__Recorded data__:
•••••
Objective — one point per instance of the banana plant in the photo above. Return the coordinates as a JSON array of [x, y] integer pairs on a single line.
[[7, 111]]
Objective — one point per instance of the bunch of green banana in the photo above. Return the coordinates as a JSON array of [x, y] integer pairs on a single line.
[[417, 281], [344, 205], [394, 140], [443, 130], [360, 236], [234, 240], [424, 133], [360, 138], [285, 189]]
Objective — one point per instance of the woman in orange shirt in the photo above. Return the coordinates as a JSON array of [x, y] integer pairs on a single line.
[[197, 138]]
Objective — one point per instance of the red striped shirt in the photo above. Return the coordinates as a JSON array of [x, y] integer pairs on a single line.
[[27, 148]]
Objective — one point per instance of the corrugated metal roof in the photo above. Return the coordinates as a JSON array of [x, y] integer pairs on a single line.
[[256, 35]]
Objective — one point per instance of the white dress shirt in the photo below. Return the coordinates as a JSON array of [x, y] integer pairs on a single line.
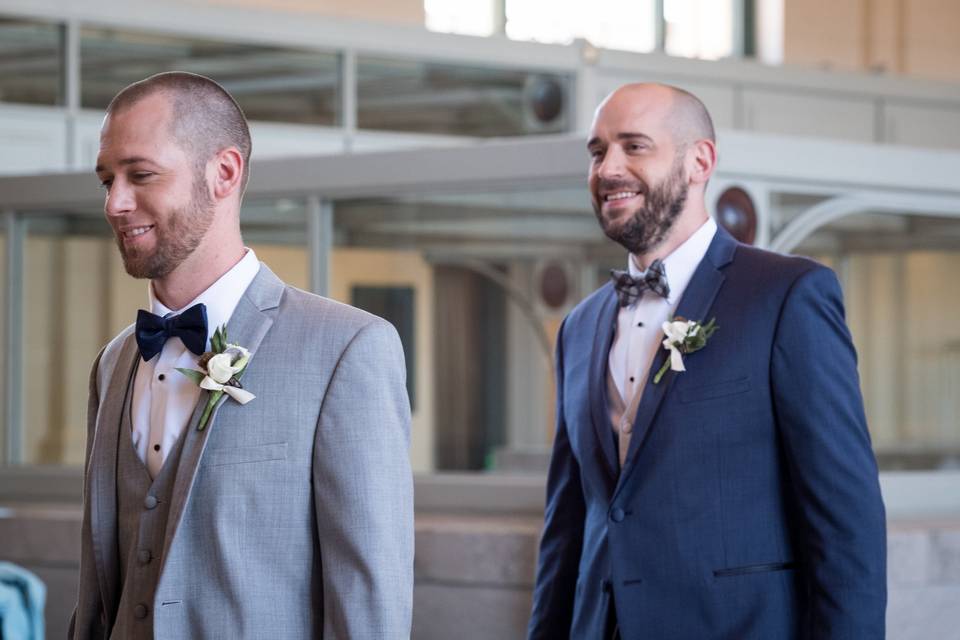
[[163, 398], [639, 330]]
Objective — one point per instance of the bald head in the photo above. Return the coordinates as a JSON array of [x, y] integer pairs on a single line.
[[204, 120], [681, 111]]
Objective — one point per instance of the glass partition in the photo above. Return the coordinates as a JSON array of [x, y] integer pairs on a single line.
[[899, 274], [270, 83], [32, 72], [425, 97], [477, 284]]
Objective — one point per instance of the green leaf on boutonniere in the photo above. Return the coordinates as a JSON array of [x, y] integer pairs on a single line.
[[218, 341], [207, 410], [193, 374]]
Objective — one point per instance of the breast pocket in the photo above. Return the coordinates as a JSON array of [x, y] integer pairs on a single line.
[[715, 390], [245, 455]]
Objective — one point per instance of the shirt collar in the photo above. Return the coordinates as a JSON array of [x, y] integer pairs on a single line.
[[222, 297], [681, 264]]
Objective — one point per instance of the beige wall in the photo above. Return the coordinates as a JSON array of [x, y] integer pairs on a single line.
[[351, 267], [402, 11], [914, 37]]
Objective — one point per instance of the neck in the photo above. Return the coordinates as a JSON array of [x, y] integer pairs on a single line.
[[198, 272], [687, 224]]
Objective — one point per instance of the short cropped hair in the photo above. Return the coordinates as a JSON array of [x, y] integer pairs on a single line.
[[205, 119], [691, 115]]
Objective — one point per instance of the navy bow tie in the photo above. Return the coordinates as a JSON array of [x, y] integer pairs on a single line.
[[190, 326], [630, 289]]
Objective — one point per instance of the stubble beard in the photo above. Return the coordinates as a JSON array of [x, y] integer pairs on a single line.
[[177, 238], [649, 225]]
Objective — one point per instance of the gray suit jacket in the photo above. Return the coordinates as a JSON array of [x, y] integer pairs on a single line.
[[292, 516]]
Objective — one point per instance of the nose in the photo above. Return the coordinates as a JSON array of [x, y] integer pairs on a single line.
[[120, 199], [612, 166]]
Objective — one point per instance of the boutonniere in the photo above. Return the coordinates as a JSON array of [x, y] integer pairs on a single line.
[[683, 337], [220, 371]]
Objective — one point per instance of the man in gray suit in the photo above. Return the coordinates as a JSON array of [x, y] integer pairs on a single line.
[[211, 514]]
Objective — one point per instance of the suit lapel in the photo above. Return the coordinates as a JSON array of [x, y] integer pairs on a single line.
[[602, 340], [694, 305], [103, 470], [248, 325]]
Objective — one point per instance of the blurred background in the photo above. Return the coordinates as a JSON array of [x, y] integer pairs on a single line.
[[424, 160]]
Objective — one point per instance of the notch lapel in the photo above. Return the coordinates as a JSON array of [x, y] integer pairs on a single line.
[[602, 340], [103, 471], [694, 305], [248, 326]]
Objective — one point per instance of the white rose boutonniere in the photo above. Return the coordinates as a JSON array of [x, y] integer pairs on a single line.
[[682, 337], [220, 371]]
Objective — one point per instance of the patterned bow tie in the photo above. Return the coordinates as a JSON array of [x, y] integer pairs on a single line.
[[153, 330], [630, 289]]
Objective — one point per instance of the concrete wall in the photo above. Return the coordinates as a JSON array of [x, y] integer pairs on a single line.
[[474, 573], [912, 37]]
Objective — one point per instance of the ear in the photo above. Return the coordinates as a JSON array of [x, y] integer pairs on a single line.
[[703, 156], [228, 177]]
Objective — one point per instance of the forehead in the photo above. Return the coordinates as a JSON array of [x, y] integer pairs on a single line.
[[139, 129], [634, 112]]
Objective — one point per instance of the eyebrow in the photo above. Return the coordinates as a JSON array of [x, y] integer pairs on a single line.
[[124, 162], [626, 135]]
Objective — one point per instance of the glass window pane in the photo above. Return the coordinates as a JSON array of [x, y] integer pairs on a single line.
[[270, 83], [276, 230], [628, 25], [477, 285], [72, 305], [399, 95], [699, 28], [32, 72], [467, 17], [899, 276]]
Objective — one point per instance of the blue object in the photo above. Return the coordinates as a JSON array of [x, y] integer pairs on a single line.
[[190, 326], [22, 597]]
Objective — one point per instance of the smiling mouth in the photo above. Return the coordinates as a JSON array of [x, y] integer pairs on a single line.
[[136, 231]]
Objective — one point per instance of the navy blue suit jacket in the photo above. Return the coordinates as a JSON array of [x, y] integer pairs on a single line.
[[749, 504]]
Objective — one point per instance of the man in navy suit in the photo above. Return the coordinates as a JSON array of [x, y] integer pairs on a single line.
[[737, 497]]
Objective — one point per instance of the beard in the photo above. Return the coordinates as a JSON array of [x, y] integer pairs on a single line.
[[177, 237], [647, 226]]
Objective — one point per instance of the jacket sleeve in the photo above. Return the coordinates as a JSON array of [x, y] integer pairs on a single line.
[[562, 539], [832, 468], [363, 490]]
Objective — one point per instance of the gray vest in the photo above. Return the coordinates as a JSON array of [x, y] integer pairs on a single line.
[[143, 505]]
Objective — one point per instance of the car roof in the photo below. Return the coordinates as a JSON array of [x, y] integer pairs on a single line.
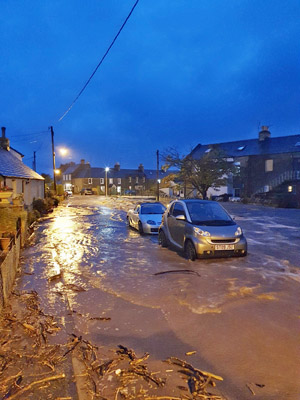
•••••
Reproduce every one of the items above word for word, omitting the pictures.

__ANSWER TO THIS EXERCISE__:
Objective — one point per instance of the banana plant in the photo above. Return the coordinates as a JSON array of [x, y] integer pairs on a single line.
[[7, 111]]
Objective — one point per instance of the bunch of green banana in the photo above. Return the coordinates as a JSON array of [x, y] integer pairs on a single line.
[[417, 281], [344, 205], [394, 140], [443, 130], [360, 236], [234, 240], [424, 133], [360, 138], [285, 189]]
Objective — one point per instance of the woman in orange shirt in the photo above. Return the coordinates as a JSON array of [x, y] integer pairs on a single line.
[[197, 138]]
Objective — one point per instance of the red striped shirt in the photo above. Return the coordinates as a JSON array of [x, y] integer pairs on a single line.
[[27, 148]]
Objective — one point per instance of the corrugated metal roof in the photo above. Return the coordinates as a JSON array of [x, y] integer pairs on a single line.
[[256, 35]]
Objective — one point per instance of the white dress shirt in the photo below. Return the coordinates as a JSON array of [x, y] integer pairs on a single line.
[[163, 398], [639, 330]]
Objective — one point per instance of the bald head in the photo above. Return the coordinates as a JSON array of [x, y] integer pairs on a single line.
[[204, 120], [681, 111]]
Objective — one point per instance of the glass partition in the photo above. Return the coordinates as a JSON array of [x, y] integer pairs on a single line.
[[899, 274], [270, 83], [32, 72], [425, 97], [477, 284]]
Objective — one point per instance of the green leaf on boutonniere in the photo above. Return the coordinates as a JSON array of [x, y] integer pairs on a single line.
[[218, 341], [207, 410], [193, 374]]
Objective — one point per instance of the breast pocket in the photo above. Return the coordinates as a JSON array of [x, y] integer pairs on a single line.
[[715, 390], [245, 455]]
Objective — one point per instance of the shirt collar in the photo above. Return the coordinates as a JSON array of [x, y] integer pairs on a single line.
[[222, 297], [681, 264]]
Objective — one point per instance of the beige wall in the photo above. Return the coordinates as a JSON array of [x, y] integer pairs on a single line.
[[351, 267], [402, 11], [914, 37]]
Objective — one point per instance of the neck in the photo above. Return the coordinates as a JSON array of [x, y] integer pairs on a single line.
[[198, 272], [687, 224]]
Objective — one point per instance of the short cropped hair in the photo above. Return the coordinates as a JSON array of [x, y] integer pairs on a single line.
[[205, 119], [691, 115]]
Objective — one point per instance of the navy bow tie in the photo above. Return the coordinates as a JSON array of [x, y] integer pairs on a single line.
[[190, 326], [630, 289]]
Objective — one point per instance of the stubble beard in the photo above. Return the coordinates as a JSON array of [x, y] integer pairs on a single line.
[[177, 238], [649, 225]]
Objective — one point per instance of the gray suit jacket in the photo above. Return the coordinates as a JSON array of [x, y] integer pairs on a single line.
[[292, 516]]
Objective — one point per instance of the nose in the photo above. Return the coordinates as a JSON array of [x, y] integer pairs on a single line.
[[120, 199], [612, 166]]
Objective — one point per instance of the boutonniere in the photo above. Return the coordinates as a JSON array of [x, y] integer pairs on a single line.
[[683, 337], [220, 371]]
Objective — one point per instance of the man in gray suit in the photo above. Return the coordinates as a JSON array of [x, y] integer pairs on a single line.
[[211, 514]]
Objective — one point per instance of the suit lapel in the photo above. Return the coordinates as a JSON array of [x, y] integer pairs on a single line.
[[602, 340], [694, 305], [103, 470], [248, 325]]
Objective — one point per instance of the blurred background in the photo above. Return the coordinates as a JSON array of [x, y] integer pairs on a single line.
[[424, 160]]
Objective — one point per instance of the notch lapel in the photo above. Return the coordinates as a JSON array of [x, y] integer pairs on a single line.
[[602, 340], [103, 471], [694, 305], [248, 326]]
Objective — one point per instance of the white rose boutonniere in the photo above. Return the coordinates as a JSON array of [x, y] integer pairs on a single line.
[[682, 337], [220, 371]]
Objective — one point per instance of the patterned bow tie in the photo above. Return the coordinates as a JSON array of [x, y] integer pairs on a single line.
[[153, 330], [630, 289]]
Objective — one point per instance of the concrete wall in the photo above. Return the coordinates as a JSON array of [x, y] integer pairs on a single line.
[[474, 573], [912, 37]]
Objective — one point per instance of the ear in the photo above. Return the coordinates as a JSON array of [x, y] integer pairs on a single line.
[[703, 156], [228, 177]]
Objective — one point per instance of the forehead in the photo above. Return the coordinates as a JSON array of [x, y] integer pairs on a single line.
[[139, 129], [634, 112]]
Objective — one point per instance of the eyebrow in the photo above. Return the coordinates as a JSON array of [x, y] integer pairs on a single line.
[[124, 162], [626, 135]]
Objective — one point per instance of the glass window pane in the photo above. Return the coordinates as a JSON array of [x, y] integer pairs on a single line.
[[270, 83], [276, 230], [628, 25], [477, 285], [72, 305], [399, 95], [699, 28], [32, 72], [467, 17], [899, 276]]
Objective — one point per instance of the blue object in the photo above. Return the coordinates as a JSON array of [x, y] integer pairs on a single line.
[[190, 326], [22, 597]]
Objective — one point per instance of the smiling mouth in the photo above. Return the coordinates as a JSON array of [x, y] integer pairs on a single line.
[[136, 231]]
Objective — one point per instance of the navy blue suit jacket in the photo above. Return the coordinates as a JSON array of [x, y] integer pairs on a single line.
[[749, 504]]
Objective — one point per instance of the man in navy suit in the photo above. Return the coordinates as a JSON array of [x, y] integer pairs on a single line.
[[737, 497]]
Objective — one point per instance of the beard in the photo above. Return the coordinates as a JSON array of [x, y] integer pairs on a single line.
[[177, 237], [647, 226]]
Objective — one point per instance of the jacket sleeve in the photo above. Return the coordinates as a JSON array of [x, y] integer pairs on a single line.
[[562, 539], [832, 468], [363, 490]]
Objective — one point per instance of the gray vest in the photo above. Return the coordinates as a JSON array of [x, y] integer pairs on a single line.
[[143, 505]]
Objective — one point per instance of the car roof in the photo below. Return the coordinates as a JSON array of [x, y] integer pairs on a single line.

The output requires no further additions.